- **EXERCISE OBJECTIVE**
Copy everything from the start of the material down to the line containing "x=251 y=274", swapping "wooden bathtub panel" for "teak bathtub panel" and leaving the rest unchanged.
***** DATA PROVIDED
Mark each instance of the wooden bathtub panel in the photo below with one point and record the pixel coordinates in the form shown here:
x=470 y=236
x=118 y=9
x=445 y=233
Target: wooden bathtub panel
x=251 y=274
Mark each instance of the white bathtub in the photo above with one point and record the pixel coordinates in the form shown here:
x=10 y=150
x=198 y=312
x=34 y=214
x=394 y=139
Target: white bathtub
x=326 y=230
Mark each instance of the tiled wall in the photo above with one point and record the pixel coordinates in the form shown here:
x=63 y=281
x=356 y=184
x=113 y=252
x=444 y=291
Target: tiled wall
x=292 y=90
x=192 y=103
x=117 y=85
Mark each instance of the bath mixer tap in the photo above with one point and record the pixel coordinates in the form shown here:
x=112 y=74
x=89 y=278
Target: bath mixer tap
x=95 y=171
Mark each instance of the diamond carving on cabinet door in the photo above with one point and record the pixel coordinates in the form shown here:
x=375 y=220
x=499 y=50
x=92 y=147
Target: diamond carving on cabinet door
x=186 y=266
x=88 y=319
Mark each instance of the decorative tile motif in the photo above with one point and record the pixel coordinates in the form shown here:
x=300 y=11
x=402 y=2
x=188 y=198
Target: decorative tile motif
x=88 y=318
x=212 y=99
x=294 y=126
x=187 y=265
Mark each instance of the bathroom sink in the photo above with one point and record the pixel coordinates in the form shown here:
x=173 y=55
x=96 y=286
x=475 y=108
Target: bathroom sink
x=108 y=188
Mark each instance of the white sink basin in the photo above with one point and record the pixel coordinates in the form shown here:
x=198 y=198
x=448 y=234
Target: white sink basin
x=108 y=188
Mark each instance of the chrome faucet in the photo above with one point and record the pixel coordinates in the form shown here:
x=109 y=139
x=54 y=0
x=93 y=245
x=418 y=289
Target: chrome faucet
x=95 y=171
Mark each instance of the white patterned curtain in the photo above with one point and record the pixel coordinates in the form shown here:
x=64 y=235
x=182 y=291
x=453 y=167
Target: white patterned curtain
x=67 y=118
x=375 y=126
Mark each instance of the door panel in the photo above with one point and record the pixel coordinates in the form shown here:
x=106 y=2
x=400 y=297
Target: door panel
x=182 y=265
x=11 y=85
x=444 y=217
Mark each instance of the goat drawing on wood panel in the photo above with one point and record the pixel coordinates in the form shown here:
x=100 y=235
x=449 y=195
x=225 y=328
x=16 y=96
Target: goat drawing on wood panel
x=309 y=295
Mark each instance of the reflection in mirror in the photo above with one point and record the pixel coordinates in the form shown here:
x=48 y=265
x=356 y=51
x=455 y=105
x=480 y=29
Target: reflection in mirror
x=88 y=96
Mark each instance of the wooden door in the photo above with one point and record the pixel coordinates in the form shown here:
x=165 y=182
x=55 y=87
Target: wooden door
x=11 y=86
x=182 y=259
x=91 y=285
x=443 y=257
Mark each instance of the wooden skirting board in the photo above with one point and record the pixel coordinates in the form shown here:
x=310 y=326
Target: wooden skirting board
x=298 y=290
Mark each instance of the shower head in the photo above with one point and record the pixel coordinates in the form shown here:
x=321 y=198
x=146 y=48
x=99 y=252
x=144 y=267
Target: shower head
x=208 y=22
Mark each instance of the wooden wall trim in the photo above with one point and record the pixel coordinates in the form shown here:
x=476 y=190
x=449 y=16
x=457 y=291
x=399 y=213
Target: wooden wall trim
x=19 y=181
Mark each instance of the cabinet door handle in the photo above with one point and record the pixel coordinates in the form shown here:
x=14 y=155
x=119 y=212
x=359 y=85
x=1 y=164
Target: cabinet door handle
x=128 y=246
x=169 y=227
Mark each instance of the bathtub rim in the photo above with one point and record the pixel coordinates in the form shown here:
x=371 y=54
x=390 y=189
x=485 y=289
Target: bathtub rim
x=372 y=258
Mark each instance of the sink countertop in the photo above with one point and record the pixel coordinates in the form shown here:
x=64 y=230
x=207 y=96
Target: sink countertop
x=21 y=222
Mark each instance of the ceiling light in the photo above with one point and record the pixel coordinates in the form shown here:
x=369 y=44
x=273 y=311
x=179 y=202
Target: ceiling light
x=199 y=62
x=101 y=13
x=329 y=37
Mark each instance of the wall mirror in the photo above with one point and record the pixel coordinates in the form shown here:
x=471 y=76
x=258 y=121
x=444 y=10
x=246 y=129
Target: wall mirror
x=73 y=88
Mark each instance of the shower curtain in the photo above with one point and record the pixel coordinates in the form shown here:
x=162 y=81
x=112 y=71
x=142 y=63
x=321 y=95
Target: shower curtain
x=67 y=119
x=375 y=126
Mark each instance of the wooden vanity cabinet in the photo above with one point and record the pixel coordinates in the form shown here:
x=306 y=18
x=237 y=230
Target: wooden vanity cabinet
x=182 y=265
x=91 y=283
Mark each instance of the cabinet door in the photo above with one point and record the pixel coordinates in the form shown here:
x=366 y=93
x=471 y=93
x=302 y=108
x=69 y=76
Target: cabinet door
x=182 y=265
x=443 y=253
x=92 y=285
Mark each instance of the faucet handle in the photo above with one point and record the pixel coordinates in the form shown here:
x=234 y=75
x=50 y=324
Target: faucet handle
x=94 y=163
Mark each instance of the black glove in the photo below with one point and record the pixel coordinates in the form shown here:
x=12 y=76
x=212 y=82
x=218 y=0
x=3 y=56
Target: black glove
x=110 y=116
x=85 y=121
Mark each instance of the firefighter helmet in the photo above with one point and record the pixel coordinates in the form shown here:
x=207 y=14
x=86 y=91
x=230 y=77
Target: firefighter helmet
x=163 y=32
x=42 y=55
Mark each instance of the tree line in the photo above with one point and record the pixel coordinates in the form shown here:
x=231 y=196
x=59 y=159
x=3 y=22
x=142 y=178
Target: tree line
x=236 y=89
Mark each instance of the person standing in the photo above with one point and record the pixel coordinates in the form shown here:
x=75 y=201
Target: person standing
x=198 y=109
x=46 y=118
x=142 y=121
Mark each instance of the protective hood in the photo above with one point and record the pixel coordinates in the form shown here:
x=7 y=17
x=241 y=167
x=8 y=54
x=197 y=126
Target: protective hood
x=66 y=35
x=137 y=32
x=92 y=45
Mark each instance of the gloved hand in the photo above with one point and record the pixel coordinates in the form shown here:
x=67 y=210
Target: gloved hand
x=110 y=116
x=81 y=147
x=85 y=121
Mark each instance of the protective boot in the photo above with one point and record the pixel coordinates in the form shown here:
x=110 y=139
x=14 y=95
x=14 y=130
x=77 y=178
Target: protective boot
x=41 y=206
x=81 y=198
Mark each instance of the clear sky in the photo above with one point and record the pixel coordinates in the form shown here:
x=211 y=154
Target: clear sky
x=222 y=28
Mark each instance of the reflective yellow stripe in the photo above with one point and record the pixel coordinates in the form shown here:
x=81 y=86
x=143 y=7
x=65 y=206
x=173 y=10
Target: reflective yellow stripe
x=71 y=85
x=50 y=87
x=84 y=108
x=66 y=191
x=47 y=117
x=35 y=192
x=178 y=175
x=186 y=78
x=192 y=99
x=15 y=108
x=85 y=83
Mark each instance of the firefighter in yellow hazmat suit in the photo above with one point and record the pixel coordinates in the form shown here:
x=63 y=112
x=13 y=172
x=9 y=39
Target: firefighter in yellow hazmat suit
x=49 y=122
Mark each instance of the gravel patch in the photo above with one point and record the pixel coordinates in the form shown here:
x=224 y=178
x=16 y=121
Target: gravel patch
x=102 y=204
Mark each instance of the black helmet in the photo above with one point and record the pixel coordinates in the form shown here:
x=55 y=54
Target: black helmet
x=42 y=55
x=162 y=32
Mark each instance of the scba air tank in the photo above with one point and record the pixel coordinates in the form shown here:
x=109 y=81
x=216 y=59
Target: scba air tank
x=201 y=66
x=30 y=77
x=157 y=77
**********
- **RESULT OF THE TASK**
Mark each instance of the teak bathtub panel in the photo below with one point and record the pixel coordinates in the form shown here:
x=470 y=236
x=118 y=9
x=445 y=233
Target: teak bathtub panel
x=251 y=274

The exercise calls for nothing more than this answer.